In one to three sentences, explain why, according to the passage on Wragge's life, he grew tamarisks, ginger, bananas and forty varieties of palms in the Waiata Tropical gardens.

### Selected excerpt ###

During these travels he became an authority on Eastern countries, like India also the Pacific Islands, including Easter Island. In 1884 he was appointed chief meteorologist in Queensland, where he became renowned for his long-range weather predictions, especially of droughts. He also founded a weather observatory at the top of Mt. Kosciusko, the highest mountain in Australia. After further travels, in 1900 he came to Dunedin, but it was 1910 before he finally settled in Birkenhead, which he described in these words:-
"I who have travelled in all divisions of the world, chose to settle in 'God's Own Country' and picked the shores of Little Shoal Bay, the sweetest nook in Maoridom, for my home."
In 1910 he brought his Indian wife to 8 Awanui Street, Birkenhead. He founded the Wragge Institute & Museum, also the Waiata Tropical gardens, in which he grew tamarisks and ginger, bananas and forty varieties of palms, 'in imitation of the jungles of India and some tropical isles'. From his Waiata Observatory he provided professional weather forecasting services to North Island farmers and shippers, also for the main news page of the Herald. Wragge loved public lecturing, and was an accomplished and fervent speaker, with a gift for graphic description of the universe around us and for dramatising his topics. In the few years of travel between his Queensland position and his arrival in Birkenhead, he gave over 2000 lectures 'from the Imperial Institute to the Maharaja's palace'. In Birkenhead alone he provided hours of entertainment and education for children, with his astronomical telescope and lanternslides. He earned his living from tourists who paid to visit his gardens, tearooms, his fortune-telling wife, and his museum, to hear his lectures, join his guided tour and hear his commentary.

### Data provided ###

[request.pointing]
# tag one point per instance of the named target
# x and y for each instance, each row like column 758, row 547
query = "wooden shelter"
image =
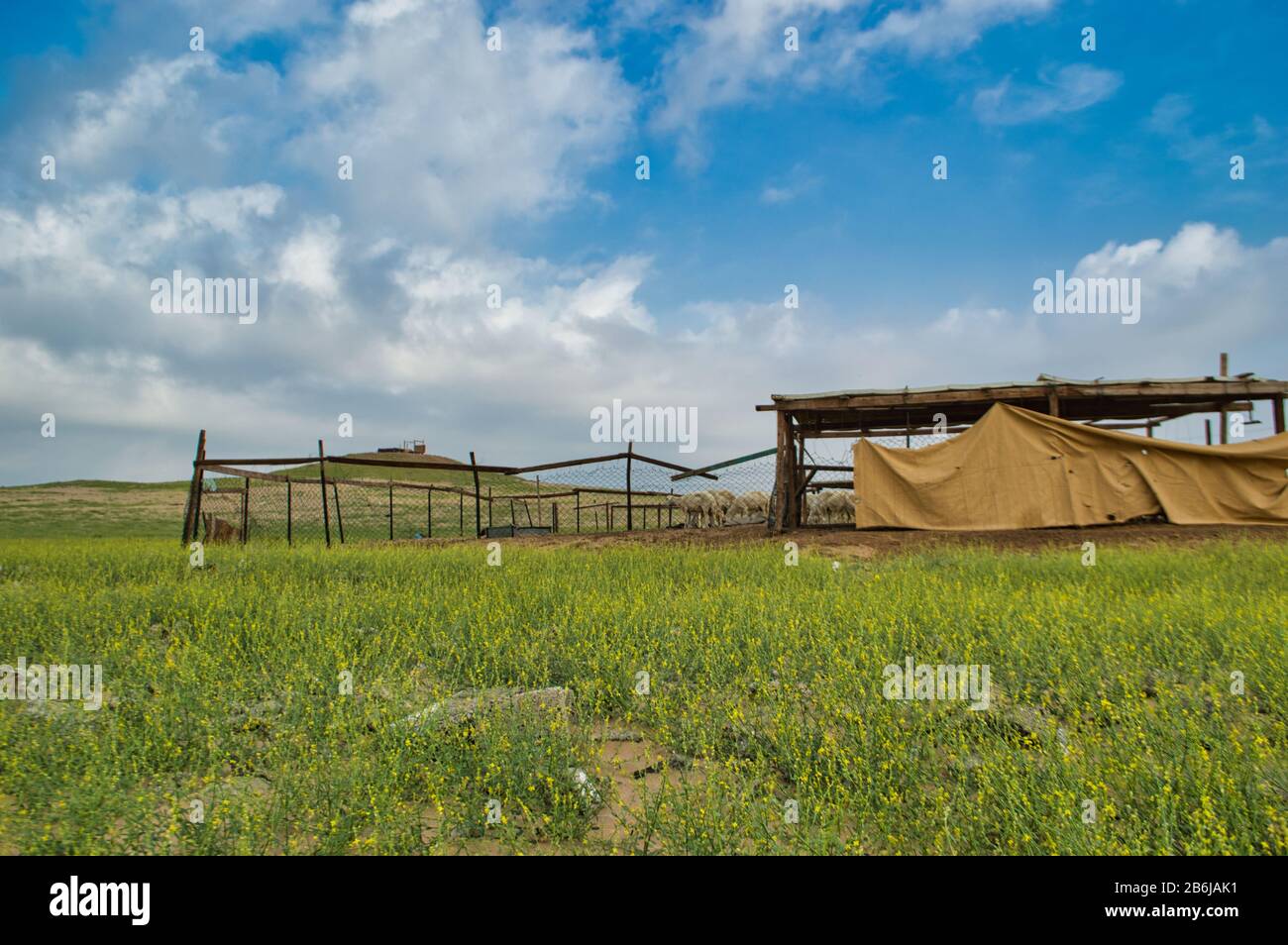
column 910, row 411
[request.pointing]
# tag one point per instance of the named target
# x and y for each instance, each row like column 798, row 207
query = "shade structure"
column 1019, row 469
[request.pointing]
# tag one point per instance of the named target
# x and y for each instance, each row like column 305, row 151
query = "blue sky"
column 516, row 167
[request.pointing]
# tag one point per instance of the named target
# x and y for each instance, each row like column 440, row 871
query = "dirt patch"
column 849, row 544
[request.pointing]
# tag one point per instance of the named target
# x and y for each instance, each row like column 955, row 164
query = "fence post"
column 192, row 514
column 339, row 514
column 326, row 512
column 630, row 510
column 478, row 514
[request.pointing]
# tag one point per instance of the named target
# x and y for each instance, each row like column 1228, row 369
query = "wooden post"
column 1225, row 422
column 326, row 512
column 192, row 516
column 799, row 461
column 339, row 515
column 478, row 514
column 630, row 510
column 782, row 473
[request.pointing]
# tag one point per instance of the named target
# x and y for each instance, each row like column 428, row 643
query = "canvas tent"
column 1020, row 469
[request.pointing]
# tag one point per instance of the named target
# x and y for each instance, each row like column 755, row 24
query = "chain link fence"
column 614, row 493
column 617, row 493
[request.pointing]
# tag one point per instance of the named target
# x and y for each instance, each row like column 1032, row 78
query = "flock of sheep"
column 716, row 507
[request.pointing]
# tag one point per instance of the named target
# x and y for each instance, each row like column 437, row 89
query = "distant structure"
column 407, row 447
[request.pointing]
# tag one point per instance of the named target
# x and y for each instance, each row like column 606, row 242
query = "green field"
column 763, row 727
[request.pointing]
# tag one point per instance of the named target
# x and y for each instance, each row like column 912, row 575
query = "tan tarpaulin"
column 1019, row 469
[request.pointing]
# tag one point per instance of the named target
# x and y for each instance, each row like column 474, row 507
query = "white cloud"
column 1068, row 89
column 737, row 51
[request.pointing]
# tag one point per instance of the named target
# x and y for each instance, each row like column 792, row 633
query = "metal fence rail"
column 617, row 492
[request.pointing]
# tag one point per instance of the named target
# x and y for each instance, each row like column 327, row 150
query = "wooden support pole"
column 192, row 515
column 339, row 515
column 630, row 510
column 326, row 512
column 478, row 516
column 1225, row 422
column 784, row 464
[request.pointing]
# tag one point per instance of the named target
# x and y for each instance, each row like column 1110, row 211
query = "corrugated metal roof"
column 1041, row 380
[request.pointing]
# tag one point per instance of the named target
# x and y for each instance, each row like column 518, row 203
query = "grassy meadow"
column 760, row 725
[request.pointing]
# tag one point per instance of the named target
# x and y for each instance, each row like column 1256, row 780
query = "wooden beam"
column 326, row 511
column 1158, row 391
column 784, row 467
column 191, row 514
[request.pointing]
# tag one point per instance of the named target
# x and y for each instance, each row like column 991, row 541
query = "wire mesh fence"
column 617, row 493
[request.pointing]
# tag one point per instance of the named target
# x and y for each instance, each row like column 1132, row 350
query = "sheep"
column 700, row 509
column 722, row 501
column 814, row 514
column 219, row 531
column 748, row 506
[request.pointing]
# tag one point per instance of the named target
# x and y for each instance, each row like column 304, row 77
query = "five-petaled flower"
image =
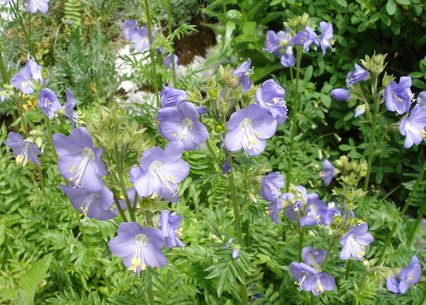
column 22, row 150
column 180, row 124
column 138, row 247
column 406, row 277
column 159, row 172
column 79, row 162
column 355, row 241
column 249, row 128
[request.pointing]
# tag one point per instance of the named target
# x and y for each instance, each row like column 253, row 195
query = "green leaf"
column 32, row 278
column 342, row 3
column 391, row 7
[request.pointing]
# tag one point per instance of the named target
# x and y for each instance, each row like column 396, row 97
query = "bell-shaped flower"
column 138, row 247
column 159, row 172
column 79, row 162
column 22, row 150
column 271, row 185
column 398, row 95
column 99, row 205
column 353, row 77
column 48, row 102
column 171, row 97
column 355, row 241
column 340, row 94
column 326, row 36
column 328, row 172
column 271, row 96
column 413, row 127
column 243, row 75
column 181, row 124
column 38, row 5
column 170, row 226
column 407, row 276
column 249, row 128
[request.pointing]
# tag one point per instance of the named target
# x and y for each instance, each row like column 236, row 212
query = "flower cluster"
column 309, row 276
column 281, row 44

###

▶ Exercise result
Wragge planted tamarisks, ginger, bananas and forty varieties of palms in the Waiata Tropical gardens in imitation of the jungles of India and some tropical isles.